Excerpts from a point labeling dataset
□ □ □

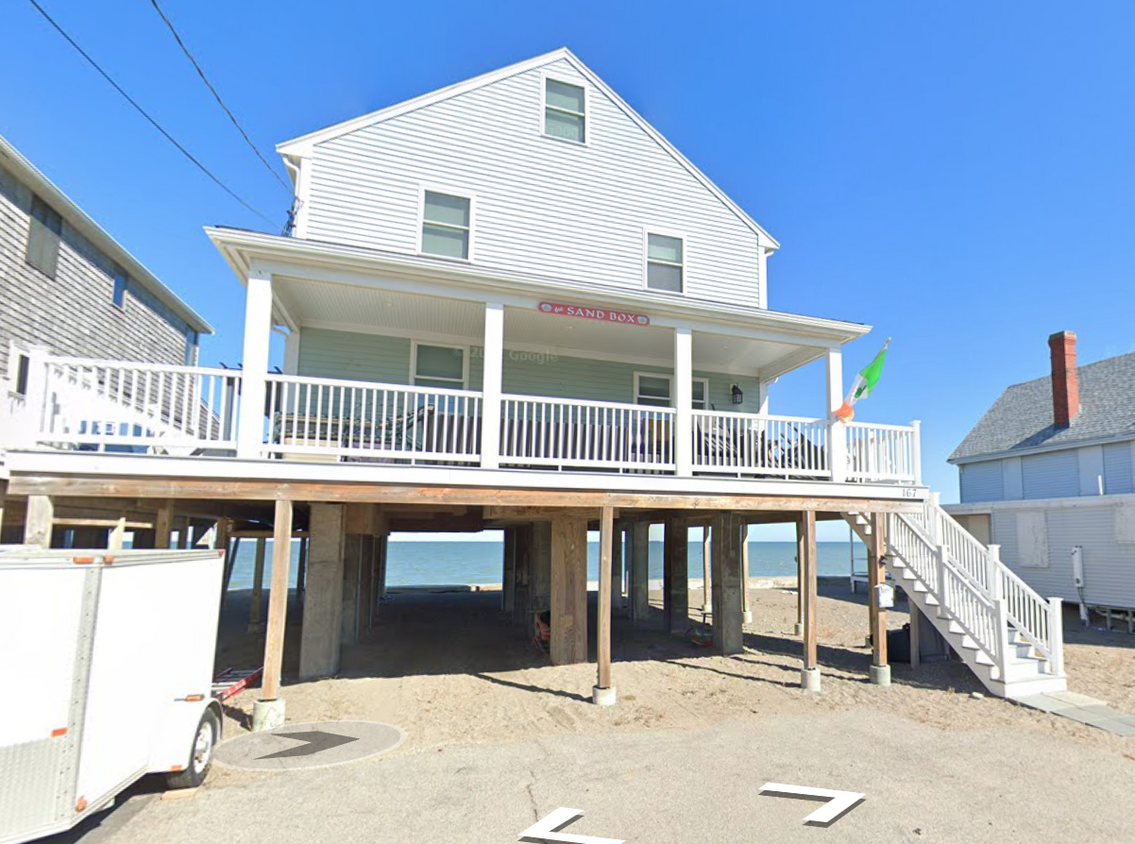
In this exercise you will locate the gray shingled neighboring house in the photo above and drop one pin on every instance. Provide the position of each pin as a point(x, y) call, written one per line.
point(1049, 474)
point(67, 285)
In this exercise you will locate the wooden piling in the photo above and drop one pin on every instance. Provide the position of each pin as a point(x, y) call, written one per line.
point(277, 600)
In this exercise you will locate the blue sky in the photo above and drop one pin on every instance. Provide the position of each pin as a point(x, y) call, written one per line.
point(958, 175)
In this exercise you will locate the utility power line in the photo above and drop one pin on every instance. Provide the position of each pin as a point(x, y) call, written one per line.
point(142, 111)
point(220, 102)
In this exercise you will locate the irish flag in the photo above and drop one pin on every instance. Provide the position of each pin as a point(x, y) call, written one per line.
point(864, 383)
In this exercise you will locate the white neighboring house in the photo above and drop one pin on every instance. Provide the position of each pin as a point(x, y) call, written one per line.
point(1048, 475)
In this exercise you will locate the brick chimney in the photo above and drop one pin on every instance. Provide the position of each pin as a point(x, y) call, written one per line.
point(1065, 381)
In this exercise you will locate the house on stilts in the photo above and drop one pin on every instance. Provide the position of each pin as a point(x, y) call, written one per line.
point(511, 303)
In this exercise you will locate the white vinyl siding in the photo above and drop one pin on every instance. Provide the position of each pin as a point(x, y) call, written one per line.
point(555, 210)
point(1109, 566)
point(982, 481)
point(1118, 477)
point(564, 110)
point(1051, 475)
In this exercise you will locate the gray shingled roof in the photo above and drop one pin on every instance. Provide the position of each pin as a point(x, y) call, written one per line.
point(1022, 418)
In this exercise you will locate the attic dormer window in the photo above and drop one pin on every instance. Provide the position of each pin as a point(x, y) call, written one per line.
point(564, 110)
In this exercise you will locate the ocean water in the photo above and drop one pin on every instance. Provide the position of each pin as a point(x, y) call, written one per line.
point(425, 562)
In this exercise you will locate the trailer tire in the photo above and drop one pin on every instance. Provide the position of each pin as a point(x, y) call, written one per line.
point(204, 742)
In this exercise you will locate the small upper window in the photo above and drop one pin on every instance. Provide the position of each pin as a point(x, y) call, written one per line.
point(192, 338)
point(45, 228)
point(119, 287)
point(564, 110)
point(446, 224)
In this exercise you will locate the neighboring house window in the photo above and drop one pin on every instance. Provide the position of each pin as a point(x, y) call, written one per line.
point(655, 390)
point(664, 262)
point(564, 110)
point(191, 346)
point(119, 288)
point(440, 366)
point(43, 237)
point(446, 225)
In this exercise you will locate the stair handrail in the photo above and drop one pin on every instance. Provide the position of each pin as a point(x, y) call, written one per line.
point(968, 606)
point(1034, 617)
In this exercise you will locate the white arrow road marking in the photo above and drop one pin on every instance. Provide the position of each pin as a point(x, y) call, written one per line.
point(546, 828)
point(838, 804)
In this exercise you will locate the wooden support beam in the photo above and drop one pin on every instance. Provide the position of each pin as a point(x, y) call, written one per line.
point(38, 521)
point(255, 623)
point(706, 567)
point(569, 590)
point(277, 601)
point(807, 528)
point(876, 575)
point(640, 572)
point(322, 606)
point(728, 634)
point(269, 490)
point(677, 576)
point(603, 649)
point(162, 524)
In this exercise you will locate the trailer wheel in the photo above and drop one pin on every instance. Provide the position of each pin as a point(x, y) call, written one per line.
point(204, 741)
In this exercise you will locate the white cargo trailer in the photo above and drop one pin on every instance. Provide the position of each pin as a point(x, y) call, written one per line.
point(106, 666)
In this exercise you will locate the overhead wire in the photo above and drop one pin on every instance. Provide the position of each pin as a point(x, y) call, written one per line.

□ □ □

| STATED EXERCISE |
Copy the entries from their beginning through the line containing "point(1065, 381)", keeping that line too. Leave out the pictures.

| OUTPUT FOR THIS EXERCISE |
In this exercise you will locate the gray shingled neighboring house in the photo above and drop one pin on every instance. Provide the position of each pin as a point(x, y) call, written one per line.
point(1049, 474)
point(67, 285)
In this exercise you will locate the wooden piling in the photo above and drop one pin on every instance. Provide the position of each pin as a point(x, y) call, written one per line.
point(277, 600)
In this exercise you will locate the blue sky in the photo above and drop one pin on every instance. Provide the position of each pin as a point(x, y) call, written one per line.
point(958, 175)
In this exercise you will locate the utility power line in the photo above and drop one pin on every instance. Provide the position of each pin as a point(x, y) call, written one per line.
point(142, 111)
point(220, 102)
In this exercise you will locate the irish flag in the photo above and drop one pin on every instance. Provide the position of each pin as a point(x, y) call, written one per line.
point(864, 383)
In this exercise you will locate the white neighboring house in the photo above and drop one pin on every instance. Provide the position of each pin as a point(x, y) call, written one per line.
point(1048, 475)
In this exercise you will locate the brick chimney in the photo above and drop one pin on every instance. Provide the position of each pin as a point(x, y) call, written one per line.
point(1065, 381)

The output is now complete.